**Directions:** Set down exactly, from the records below, the line with "[locate] white ceramic" through the line with "[locate] christmas tree", and nothing else.

**Materials provided:**
::::

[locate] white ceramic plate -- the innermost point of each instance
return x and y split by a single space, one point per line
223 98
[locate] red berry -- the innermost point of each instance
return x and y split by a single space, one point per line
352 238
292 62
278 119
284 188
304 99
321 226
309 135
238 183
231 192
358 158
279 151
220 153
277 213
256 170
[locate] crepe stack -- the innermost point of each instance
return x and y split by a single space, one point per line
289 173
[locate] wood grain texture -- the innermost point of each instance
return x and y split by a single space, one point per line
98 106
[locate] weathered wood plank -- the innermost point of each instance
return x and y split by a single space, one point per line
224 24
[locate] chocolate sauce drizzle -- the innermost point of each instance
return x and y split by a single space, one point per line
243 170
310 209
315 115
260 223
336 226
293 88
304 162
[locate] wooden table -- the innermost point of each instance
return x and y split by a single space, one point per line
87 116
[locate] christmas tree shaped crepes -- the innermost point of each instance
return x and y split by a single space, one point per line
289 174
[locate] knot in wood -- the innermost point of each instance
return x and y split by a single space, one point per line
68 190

::::

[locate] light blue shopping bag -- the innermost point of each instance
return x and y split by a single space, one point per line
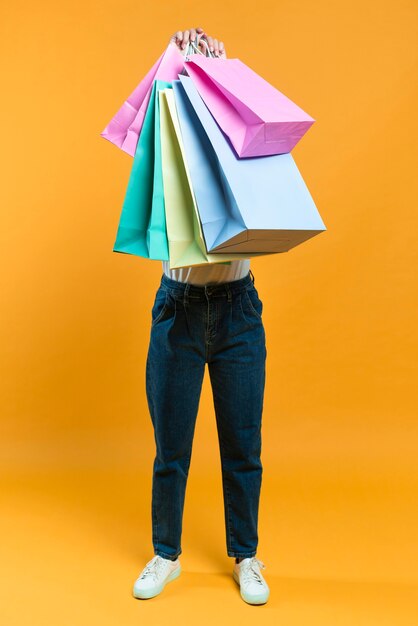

::::

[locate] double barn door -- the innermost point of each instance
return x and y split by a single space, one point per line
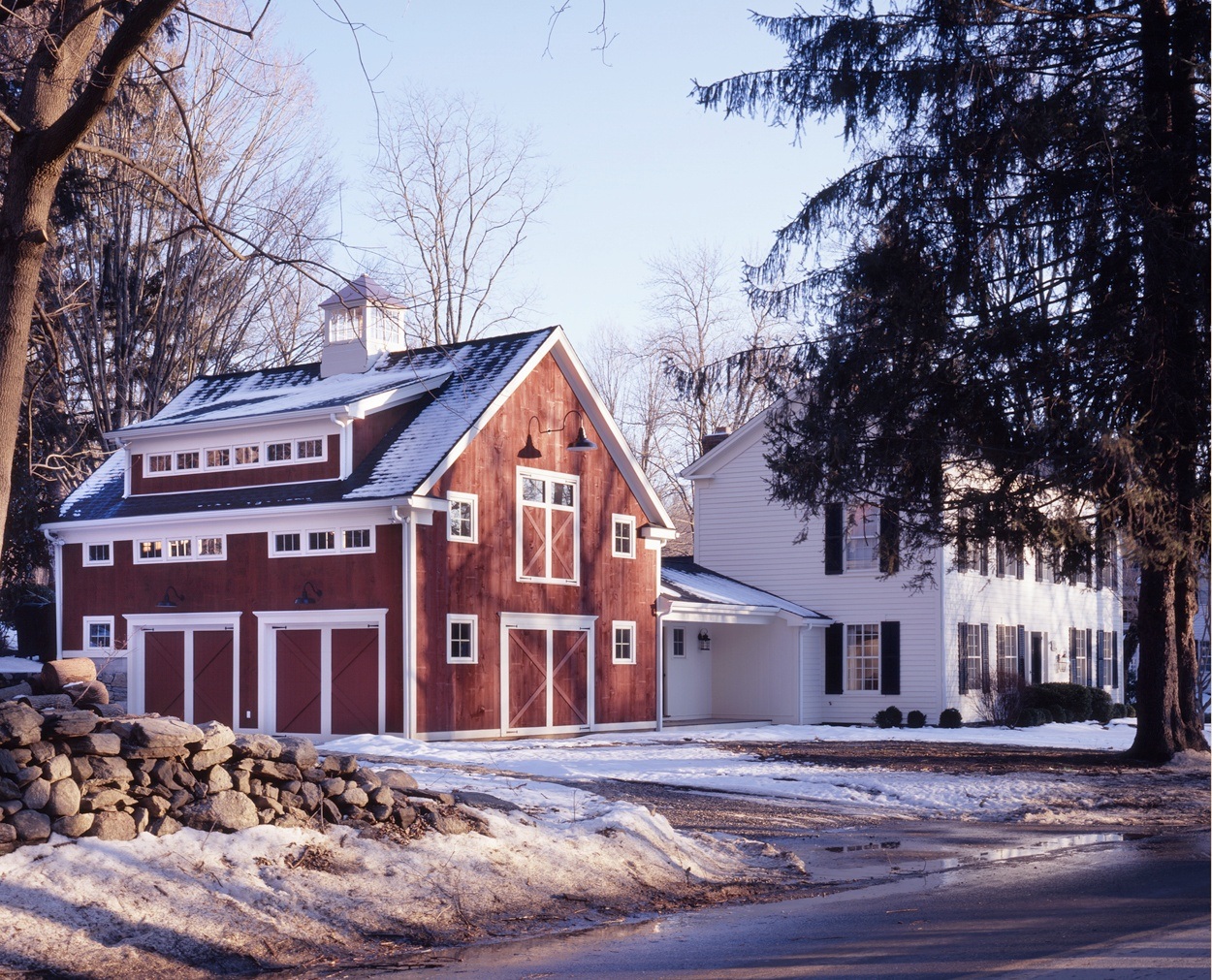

::::

**Your response:**
[locate] white ceramic plate -- the innermost point of each instance
return x and y split by a single space, one point per line
223 98
[locate] red berry -- the innermost point of each instance
return x and y split by a single space, one point per line
352 238
292 62
278 119
284 188
304 99
321 226
309 135
238 183
231 192
358 158
279 151
220 153
277 213
256 170
[locate] crepe stack -- the innermost point of each instance
return x and y split by a single space, one point per line
289 173
[locate] wood grain texture -- the innermost point of each instance
return x and y split by a single space, one point per line
98 106
[locate] weathered wood plank -- the innermost point of each instance
return x and y split by a single space, one point per line
224 24
[locate] chocolate sauce drizzle -- the innermost point of each instance
return x and y split by a single space, one point per line
243 170
310 209
315 115
260 223
336 226
293 88
304 162
[locate] wooden table -- the innermost point of each instance
return x and y split by a single space, one point per line
87 116
[locate] christmas tree shaped crepes -- the innermost point of each instance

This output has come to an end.